* _Material supplied_:
┏━━

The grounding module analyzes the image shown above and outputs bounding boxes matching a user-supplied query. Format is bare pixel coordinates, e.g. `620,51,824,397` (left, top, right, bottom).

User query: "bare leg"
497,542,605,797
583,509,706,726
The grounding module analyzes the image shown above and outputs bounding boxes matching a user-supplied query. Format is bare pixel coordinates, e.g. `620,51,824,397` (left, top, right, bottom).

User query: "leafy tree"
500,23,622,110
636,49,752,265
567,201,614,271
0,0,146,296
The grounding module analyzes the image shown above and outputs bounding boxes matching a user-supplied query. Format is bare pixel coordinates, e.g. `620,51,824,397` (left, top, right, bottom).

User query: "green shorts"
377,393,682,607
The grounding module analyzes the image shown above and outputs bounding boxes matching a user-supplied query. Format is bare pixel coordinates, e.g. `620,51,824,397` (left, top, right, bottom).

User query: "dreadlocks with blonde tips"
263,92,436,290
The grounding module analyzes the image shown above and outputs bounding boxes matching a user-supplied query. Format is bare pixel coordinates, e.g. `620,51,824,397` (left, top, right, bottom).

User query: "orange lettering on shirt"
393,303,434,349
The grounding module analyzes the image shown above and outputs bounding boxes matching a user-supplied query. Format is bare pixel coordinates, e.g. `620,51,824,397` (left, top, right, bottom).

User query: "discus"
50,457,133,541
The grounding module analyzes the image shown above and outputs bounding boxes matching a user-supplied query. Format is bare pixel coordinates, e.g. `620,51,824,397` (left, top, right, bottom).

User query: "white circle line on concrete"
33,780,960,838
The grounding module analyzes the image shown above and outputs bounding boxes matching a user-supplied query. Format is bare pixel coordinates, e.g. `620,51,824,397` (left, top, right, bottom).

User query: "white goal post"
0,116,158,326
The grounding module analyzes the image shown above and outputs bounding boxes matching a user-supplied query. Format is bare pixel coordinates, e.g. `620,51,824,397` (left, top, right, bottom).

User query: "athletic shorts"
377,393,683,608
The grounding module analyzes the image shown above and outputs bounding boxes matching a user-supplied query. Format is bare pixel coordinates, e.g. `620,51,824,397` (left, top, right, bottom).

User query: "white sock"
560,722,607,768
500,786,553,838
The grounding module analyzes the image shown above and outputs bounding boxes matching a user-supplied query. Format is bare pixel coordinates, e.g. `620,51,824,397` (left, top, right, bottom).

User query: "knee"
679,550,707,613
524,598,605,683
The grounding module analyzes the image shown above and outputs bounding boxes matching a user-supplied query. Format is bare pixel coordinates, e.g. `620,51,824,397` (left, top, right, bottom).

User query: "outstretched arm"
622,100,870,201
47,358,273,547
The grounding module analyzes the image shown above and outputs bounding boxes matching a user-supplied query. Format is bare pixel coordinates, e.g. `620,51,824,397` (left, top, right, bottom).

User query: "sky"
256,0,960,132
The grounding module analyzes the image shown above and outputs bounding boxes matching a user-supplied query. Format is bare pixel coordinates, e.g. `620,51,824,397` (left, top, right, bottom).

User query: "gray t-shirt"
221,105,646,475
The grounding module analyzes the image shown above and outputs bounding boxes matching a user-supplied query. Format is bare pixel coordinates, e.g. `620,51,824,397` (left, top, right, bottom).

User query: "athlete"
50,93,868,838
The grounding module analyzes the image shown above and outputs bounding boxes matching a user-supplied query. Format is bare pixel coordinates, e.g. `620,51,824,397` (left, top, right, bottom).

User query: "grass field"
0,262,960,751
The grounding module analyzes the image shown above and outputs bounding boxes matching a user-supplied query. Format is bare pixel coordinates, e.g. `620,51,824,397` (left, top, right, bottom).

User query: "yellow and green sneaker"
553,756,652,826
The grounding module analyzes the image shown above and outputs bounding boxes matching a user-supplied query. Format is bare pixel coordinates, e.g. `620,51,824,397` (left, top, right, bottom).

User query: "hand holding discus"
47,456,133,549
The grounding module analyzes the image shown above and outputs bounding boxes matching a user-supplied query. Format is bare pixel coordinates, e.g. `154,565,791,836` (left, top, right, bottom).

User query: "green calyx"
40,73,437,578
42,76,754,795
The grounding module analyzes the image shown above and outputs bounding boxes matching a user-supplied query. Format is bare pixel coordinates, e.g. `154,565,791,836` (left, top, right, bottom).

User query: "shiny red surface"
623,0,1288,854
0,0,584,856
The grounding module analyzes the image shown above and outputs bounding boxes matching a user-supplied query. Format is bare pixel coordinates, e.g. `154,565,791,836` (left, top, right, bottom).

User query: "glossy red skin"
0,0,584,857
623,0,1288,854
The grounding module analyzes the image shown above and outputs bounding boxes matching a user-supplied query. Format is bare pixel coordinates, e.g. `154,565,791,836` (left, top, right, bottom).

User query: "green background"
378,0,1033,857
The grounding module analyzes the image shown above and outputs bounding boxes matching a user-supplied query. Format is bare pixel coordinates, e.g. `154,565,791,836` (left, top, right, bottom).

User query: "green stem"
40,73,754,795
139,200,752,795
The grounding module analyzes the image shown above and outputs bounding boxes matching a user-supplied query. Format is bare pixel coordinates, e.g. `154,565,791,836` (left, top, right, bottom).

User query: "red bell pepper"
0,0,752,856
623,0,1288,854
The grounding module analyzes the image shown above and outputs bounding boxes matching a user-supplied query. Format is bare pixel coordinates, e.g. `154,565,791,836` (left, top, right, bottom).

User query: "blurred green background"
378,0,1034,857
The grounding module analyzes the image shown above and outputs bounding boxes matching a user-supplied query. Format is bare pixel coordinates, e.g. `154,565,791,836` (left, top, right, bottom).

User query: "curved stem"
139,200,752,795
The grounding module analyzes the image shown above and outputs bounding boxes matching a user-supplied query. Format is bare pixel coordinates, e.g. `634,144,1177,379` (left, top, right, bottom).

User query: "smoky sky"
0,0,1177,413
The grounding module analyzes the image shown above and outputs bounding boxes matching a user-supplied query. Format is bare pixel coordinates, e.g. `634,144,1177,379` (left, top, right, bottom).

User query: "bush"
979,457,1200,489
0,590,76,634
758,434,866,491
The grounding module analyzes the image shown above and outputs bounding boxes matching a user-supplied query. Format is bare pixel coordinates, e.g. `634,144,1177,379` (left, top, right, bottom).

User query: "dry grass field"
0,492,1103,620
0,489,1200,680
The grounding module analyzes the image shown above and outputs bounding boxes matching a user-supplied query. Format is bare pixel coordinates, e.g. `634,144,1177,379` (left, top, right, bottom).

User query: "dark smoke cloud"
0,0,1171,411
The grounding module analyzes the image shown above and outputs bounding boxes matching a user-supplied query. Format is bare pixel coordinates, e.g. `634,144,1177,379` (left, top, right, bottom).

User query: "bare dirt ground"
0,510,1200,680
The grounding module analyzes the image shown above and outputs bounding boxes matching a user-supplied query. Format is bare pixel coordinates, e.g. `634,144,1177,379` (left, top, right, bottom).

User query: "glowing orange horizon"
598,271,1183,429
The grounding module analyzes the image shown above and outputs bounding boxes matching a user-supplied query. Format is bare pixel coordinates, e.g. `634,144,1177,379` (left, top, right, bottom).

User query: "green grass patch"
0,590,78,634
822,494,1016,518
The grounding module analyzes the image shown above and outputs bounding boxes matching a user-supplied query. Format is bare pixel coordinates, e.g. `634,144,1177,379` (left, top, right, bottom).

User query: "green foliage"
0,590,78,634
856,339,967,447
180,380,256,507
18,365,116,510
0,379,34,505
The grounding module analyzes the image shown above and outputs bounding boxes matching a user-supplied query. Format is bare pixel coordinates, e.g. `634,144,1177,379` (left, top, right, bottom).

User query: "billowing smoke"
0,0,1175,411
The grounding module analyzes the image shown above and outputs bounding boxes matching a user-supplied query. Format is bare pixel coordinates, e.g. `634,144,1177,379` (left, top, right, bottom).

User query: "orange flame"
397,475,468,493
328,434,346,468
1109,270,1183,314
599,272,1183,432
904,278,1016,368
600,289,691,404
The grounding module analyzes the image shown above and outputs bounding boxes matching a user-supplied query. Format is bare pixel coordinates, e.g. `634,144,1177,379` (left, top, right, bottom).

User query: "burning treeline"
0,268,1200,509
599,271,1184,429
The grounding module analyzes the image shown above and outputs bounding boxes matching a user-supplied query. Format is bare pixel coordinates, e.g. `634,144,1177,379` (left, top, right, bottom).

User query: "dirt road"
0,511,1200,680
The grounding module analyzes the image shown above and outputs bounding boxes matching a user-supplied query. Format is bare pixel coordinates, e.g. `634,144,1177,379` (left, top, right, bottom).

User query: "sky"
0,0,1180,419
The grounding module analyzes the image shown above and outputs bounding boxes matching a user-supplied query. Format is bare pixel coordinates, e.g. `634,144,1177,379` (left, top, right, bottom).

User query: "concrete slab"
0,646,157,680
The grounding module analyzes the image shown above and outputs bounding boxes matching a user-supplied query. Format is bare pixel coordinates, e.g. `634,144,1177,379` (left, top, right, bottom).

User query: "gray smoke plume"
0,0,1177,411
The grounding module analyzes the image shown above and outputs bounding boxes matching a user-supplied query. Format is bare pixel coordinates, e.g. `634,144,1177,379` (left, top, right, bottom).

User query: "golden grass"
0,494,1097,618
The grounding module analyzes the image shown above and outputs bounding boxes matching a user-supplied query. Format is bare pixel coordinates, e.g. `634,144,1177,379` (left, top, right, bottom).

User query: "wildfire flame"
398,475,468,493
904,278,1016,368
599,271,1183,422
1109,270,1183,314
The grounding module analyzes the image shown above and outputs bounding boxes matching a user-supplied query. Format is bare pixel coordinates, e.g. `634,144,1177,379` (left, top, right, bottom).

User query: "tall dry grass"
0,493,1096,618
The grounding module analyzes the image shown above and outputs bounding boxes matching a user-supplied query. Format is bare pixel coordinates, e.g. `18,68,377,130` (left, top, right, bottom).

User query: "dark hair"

┗━━

Which lines above contain the word "green", where uppercase and lowercase count as different? Select each of them and copy it out.

User query: "green shorts"
User query: "yellow and green sneaker"
User query: "green calyx"
User query: "green background"
User query: "green stem"
User query: "blurred green background"
User query: "green grass patch"
User query: "green foliage"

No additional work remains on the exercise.